WHAT YOU NEED TO DO: Copy the stretch of the Orlando band article from "Shortly after the" through "his own website." word for word.

DOCUMENT EXCERPT:
- Origin: England
- Genres: Romo
- Years active: 1993–2000
- Labels: Blanco y Negro
- Past members: Dickon Edwards; Tim Chipping; Neil Turner; Mike Austen; David Gray;

= Orlando (band) =

English musical group

Orlando (styled Orlando) were an English Romo band of the 1990s. They were one of seven core Romo acts featured by Melody Maker in their guide to the Romo scene and were subsequently cited as being "figureheads" of the scene. As well as substantial coverage in Melody Maker, the band also received press coverage from the NME, Select Smash Hits and Penthouse UK.

The band consisted of Dickon Edwards, Tim Chipping, Neil Turner, Mike Austen and David Gray. Musically, Orlando combined the synthesised dance-pop of 1990s boybands and American swingbeat acts with verbose lyrics in the general style of Morrissey and Richey Edwards.

==Career==
Orlando first played live on the London indie circuit as a generic alternative rock band in 1993–1994. They later withdrew from the scene to reinvent themselves as an "alienated" white soul duo consisting of Chipping and Edwards plus sidemen Turner and Austen. In early 1995, they issued the EP Reproduction Is Pollution under the name Shelley on Sarah Records. The band approached founding Romo clubnight Club Skinny in Camden to relaunch themselves as a live act. David Gray, synth programmer for fellow Romo band Hollywood (and formerly their drummer in their previous incarnation as punk trio Xerox Girls) later become Orlando's live drummer while Club Skinny co-promoter Paul "Hi Fi" Nugent became the band's manager.

In March 1996, the band's song "Nature's Hated" was included in Melody Makers covermount cassette Fiddling While Romo Burns and a single track CD was put on sale at dates of the similarly named Romo package tour in which Orlando participated. In the summer of that year Orlando released their first single, "Just for a Second." In Autumn of that year they released the Magic EP which achieved No. 96 on the UK Singles Chart. A new version of "Nature's Hated", the group's third single, was released in 1997, and they also contributed a cover of Tim Hardin's "How Can We Hang on to a Dream" to the soundtrack of the film Fever Pitch.

In September 1997, the band released their album, Passive Soul, through the label Blanco y Negro. It made both the Melody Maker and Gay Times albums of the year list The album is now hard to find and commands upwards of £30 on the collectors market.

Shortly after the release of the album, Edwards left the band to form Fosca, who released three albums between 2000 and 2008. Chipping took over as lyricist and the new Orlando recorded a second album Sick Folk with a new folk music sound. Orlando disbanded in spring 2000 with the album still unreleased. In 2002, Chipping uploaded six songs from Sick Folk to his own website.

DATASET ROWS:
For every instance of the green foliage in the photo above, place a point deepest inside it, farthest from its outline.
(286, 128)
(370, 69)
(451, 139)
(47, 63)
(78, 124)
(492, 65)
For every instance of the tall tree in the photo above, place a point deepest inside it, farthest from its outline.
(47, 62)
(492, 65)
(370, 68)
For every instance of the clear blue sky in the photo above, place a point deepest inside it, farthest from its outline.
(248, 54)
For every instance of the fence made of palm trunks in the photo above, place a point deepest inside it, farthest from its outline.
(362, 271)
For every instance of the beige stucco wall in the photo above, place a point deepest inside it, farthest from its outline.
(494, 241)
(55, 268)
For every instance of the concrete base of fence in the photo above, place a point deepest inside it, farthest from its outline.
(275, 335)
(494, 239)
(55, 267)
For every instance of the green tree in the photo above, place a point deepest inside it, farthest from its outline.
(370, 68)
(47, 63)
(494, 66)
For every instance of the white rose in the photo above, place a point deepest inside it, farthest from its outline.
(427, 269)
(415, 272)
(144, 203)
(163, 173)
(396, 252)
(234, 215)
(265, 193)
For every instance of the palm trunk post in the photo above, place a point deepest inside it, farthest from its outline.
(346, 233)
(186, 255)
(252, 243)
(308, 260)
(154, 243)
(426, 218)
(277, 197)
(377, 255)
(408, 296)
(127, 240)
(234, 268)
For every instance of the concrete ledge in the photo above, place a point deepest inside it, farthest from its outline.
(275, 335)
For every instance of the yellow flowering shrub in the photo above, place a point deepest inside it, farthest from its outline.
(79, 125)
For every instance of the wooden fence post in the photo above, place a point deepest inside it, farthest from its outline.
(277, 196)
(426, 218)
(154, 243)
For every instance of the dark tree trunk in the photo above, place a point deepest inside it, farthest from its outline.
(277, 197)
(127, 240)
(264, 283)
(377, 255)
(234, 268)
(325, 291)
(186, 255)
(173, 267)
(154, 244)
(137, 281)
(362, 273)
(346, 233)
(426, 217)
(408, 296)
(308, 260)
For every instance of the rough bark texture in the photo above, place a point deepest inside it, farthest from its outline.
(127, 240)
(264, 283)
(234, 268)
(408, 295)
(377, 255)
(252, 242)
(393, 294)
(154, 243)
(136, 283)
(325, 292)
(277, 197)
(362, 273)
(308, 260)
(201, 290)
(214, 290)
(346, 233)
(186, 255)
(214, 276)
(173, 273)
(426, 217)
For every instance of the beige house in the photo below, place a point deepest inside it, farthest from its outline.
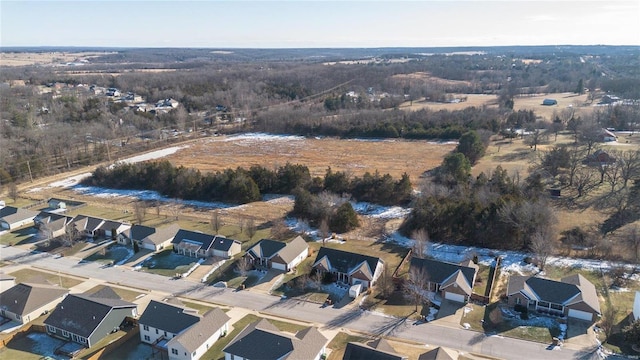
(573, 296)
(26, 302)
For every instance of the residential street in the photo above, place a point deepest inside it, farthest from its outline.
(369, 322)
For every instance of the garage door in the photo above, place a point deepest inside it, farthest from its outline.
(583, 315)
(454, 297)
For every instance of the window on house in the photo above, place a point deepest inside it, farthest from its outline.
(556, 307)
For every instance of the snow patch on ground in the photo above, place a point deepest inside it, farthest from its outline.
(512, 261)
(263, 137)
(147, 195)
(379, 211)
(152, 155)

==

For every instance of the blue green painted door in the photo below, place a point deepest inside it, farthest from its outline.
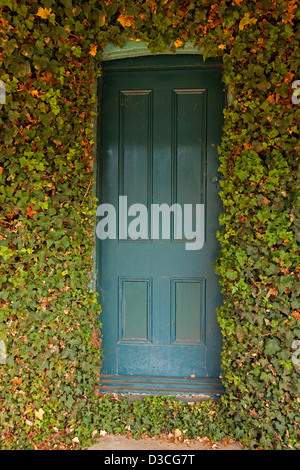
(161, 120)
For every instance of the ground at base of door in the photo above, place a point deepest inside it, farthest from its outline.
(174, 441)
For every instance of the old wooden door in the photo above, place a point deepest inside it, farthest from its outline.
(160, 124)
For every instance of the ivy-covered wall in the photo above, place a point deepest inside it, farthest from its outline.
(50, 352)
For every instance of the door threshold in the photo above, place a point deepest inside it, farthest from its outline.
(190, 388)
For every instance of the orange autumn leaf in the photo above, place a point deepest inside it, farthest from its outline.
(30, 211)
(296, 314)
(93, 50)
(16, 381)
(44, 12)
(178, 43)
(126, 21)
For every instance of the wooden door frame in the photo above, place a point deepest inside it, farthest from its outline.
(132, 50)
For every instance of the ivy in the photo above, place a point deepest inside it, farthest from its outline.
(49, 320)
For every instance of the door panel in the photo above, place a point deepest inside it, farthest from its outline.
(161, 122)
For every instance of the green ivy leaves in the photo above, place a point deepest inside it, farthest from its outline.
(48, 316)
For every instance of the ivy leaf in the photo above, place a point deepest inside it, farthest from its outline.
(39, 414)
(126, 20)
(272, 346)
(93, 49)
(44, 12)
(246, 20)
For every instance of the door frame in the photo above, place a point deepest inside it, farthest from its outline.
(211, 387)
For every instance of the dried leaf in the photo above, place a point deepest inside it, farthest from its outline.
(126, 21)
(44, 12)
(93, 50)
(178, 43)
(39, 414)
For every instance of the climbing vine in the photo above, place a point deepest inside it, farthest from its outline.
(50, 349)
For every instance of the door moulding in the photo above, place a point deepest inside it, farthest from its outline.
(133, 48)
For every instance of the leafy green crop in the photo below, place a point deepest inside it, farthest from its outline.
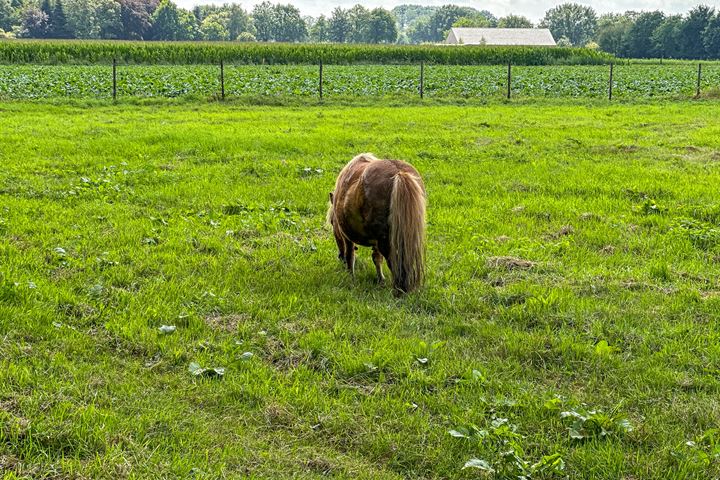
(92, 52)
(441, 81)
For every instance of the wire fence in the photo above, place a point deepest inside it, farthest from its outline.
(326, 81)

==

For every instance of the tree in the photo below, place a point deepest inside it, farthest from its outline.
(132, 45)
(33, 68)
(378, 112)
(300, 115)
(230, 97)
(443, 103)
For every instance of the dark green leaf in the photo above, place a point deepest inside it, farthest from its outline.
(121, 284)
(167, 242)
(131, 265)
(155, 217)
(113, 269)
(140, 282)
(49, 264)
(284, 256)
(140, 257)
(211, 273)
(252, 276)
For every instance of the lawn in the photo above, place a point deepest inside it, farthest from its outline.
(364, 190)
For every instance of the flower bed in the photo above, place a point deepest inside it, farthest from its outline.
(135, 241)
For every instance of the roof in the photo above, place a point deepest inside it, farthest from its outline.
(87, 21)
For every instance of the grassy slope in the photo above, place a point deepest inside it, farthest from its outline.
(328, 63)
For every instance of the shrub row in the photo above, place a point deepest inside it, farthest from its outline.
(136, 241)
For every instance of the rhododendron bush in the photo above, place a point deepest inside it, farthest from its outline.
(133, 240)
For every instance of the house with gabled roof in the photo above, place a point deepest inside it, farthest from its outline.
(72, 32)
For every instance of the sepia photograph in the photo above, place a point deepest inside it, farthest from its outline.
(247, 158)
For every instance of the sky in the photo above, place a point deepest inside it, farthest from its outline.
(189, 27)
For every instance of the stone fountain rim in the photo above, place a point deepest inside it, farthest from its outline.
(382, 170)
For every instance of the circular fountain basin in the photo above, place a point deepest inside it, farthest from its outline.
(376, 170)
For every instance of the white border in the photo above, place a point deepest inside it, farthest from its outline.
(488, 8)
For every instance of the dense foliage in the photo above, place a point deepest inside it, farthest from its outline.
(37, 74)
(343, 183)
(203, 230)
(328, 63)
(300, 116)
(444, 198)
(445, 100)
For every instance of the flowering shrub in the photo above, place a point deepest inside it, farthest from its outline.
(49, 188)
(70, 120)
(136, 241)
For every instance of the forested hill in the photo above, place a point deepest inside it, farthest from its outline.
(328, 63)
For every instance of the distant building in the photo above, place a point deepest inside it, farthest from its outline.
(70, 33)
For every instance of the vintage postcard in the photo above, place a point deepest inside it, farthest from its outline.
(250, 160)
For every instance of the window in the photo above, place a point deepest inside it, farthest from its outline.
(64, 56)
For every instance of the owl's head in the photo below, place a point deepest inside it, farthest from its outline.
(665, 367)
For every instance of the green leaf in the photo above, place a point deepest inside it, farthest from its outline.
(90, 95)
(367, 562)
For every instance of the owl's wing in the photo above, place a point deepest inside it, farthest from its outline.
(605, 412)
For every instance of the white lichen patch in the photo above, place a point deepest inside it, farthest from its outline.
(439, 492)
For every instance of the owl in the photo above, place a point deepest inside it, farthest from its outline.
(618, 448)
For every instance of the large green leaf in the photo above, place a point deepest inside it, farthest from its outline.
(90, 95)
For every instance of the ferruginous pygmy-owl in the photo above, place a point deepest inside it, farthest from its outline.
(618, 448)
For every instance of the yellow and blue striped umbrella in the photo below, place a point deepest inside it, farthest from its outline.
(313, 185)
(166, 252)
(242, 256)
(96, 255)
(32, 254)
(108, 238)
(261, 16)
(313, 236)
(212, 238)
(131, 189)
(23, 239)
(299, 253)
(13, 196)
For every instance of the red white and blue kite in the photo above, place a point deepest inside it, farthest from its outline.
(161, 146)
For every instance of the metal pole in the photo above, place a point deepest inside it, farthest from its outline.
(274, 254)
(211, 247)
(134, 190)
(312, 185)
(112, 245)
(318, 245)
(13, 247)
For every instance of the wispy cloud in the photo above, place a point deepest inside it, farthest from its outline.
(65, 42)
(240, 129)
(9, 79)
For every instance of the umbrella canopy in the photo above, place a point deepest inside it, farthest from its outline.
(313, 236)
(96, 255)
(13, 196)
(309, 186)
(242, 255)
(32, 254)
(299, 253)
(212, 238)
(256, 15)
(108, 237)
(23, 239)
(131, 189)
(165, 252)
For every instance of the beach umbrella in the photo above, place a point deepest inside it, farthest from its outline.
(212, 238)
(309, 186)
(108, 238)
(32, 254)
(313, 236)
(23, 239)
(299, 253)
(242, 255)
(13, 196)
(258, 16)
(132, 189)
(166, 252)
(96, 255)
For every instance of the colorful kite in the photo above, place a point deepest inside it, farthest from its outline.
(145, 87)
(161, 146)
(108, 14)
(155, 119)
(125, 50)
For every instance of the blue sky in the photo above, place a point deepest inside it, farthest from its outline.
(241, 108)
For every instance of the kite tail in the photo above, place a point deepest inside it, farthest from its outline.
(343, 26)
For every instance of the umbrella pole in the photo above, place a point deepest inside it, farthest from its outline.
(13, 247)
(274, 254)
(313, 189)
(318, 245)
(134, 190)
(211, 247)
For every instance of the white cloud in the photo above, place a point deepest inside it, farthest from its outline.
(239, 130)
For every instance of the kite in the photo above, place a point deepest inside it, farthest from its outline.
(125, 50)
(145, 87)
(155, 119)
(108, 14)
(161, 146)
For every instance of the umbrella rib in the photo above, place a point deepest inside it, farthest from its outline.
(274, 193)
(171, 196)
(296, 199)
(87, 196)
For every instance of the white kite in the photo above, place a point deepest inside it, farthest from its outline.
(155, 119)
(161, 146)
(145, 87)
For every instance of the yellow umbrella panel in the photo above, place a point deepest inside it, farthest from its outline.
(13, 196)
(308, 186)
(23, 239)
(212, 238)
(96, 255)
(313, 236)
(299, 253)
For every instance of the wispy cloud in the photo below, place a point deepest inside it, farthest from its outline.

FINAL RESULT:
Shortly after the release of the album, Edwards left the band to form Fosca, who released three albums between 2000 and 2008. Chipping took over as lyricist and the new Orlando recorded a second album Sick Folk with a new folk music sound. Orlando disbanded in spring 2000 with the album still unreleased. In 2002, Chipping uploaded six songs from Sick Folk to his own website.